● Task brief
Copy the records word for word, starting at the line that holds "A single pin marks each instance of the turntable platter." and running through the end of the records, with both ends included.

● Task inputs
▼▼▼
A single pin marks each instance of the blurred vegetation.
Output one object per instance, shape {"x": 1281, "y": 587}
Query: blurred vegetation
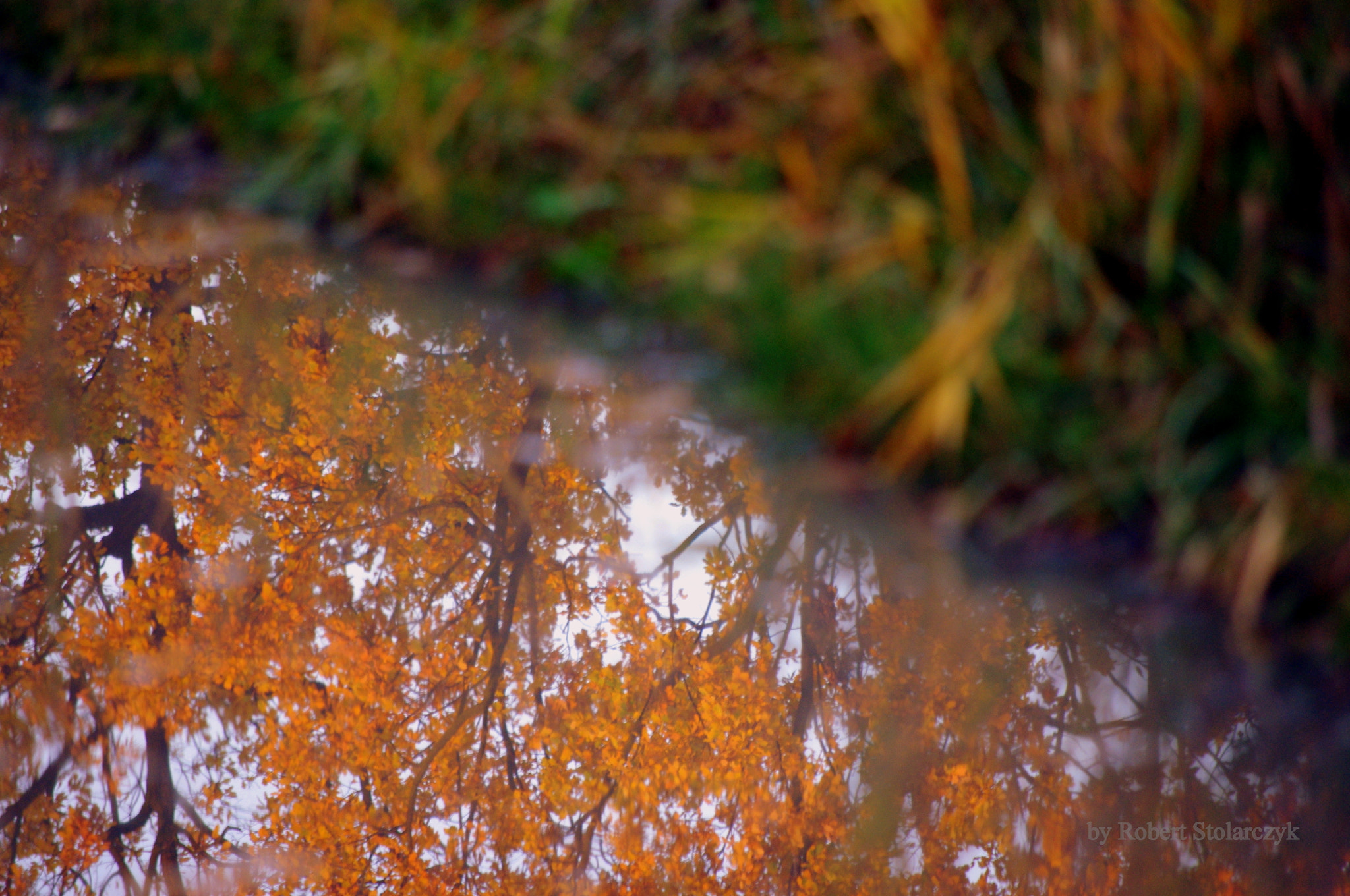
{"x": 1080, "y": 267}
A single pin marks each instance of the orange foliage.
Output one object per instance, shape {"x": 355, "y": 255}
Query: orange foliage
{"x": 377, "y": 630}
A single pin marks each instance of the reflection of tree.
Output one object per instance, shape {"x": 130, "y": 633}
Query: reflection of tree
{"x": 376, "y": 632}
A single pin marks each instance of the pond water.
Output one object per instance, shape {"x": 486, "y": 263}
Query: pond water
{"x": 328, "y": 574}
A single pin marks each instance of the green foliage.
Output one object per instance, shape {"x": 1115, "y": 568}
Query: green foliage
{"x": 1086, "y": 262}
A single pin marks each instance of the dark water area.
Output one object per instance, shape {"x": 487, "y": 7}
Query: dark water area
{"x": 331, "y": 570}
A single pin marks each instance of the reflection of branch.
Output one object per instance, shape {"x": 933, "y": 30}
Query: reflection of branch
{"x": 45, "y": 783}
{"x": 759, "y": 597}
{"x": 496, "y": 629}
{"x": 728, "y": 509}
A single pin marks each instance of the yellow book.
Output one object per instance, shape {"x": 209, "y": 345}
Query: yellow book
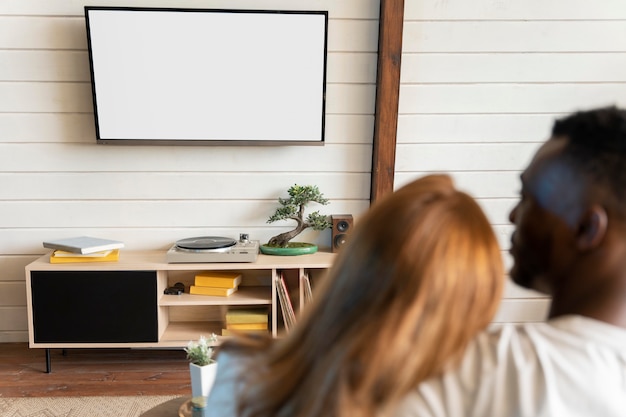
{"x": 226, "y": 332}
{"x": 63, "y": 258}
{"x": 246, "y": 326}
{"x": 220, "y": 292}
{"x": 247, "y": 315}
{"x": 218, "y": 279}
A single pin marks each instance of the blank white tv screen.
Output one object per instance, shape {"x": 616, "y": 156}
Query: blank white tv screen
{"x": 207, "y": 76}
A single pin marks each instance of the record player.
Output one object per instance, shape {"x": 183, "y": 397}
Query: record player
{"x": 207, "y": 249}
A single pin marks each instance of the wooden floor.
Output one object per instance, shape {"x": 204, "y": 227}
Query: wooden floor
{"x": 92, "y": 372}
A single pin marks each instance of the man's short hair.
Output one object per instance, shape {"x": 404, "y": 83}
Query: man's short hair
{"x": 597, "y": 150}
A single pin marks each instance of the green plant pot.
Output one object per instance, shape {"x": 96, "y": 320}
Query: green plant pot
{"x": 300, "y": 249}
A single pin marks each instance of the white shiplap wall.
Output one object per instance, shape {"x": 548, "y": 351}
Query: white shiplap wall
{"x": 56, "y": 182}
{"x": 481, "y": 84}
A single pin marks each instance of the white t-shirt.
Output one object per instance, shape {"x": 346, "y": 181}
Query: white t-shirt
{"x": 227, "y": 385}
{"x": 570, "y": 366}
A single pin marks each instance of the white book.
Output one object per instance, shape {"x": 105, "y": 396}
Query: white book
{"x": 63, "y": 254}
{"x": 83, "y": 244}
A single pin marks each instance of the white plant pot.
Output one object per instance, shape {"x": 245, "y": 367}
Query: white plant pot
{"x": 202, "y": 378}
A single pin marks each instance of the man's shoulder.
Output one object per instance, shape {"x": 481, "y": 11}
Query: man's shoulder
{"x": 512, "y": 367}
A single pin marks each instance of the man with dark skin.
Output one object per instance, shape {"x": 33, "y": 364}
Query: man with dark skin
{"x": 569, "y": 242}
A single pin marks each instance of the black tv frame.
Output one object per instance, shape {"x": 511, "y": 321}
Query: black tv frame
{"x": 320, "y": 119}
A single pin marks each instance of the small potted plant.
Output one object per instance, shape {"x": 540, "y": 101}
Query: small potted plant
{"x": 202, "y": 365}
{"x": 292, "y": 208}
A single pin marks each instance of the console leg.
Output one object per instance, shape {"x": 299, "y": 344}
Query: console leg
{"x": 48, "y": 370}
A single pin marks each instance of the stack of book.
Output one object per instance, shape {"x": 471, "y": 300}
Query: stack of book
{"x": 84, "y": 249}
{"x": 246, "y": 320}
{"x": 221, "y": 284}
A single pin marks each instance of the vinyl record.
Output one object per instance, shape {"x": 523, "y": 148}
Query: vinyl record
{"x": 205, "y": 242}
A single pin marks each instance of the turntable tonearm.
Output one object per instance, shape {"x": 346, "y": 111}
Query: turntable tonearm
{"x": 207, "y": 249}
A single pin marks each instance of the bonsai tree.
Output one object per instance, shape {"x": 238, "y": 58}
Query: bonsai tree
{"x": 293, "y": 208}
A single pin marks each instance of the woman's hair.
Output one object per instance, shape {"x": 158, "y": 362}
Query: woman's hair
{"x": 420, "y": 275}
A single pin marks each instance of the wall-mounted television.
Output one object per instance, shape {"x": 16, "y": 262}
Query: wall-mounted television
{"x": 207, "y": 76}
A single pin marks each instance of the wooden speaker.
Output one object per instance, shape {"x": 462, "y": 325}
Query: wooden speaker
{"x": 342, "y": 226}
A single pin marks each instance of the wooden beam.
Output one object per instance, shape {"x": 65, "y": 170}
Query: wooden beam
{"x": 387, "y": 96}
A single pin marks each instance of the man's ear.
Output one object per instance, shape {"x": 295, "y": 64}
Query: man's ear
{"x": 592, "y": 227}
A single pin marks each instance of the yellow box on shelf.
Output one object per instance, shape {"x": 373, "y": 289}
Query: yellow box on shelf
{"x": 246, "y": 326}
{"x": 59, "y": 257}
{"x": 220, "y": 292}
{"x": 218, "y": 279}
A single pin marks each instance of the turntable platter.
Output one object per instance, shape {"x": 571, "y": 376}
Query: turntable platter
▲▲▲
● Solution for this problem
A single pin marks each instance of the turntable platter.
Output one object per instance, shape {"x": 571, "y": 376}
Query: turntable platter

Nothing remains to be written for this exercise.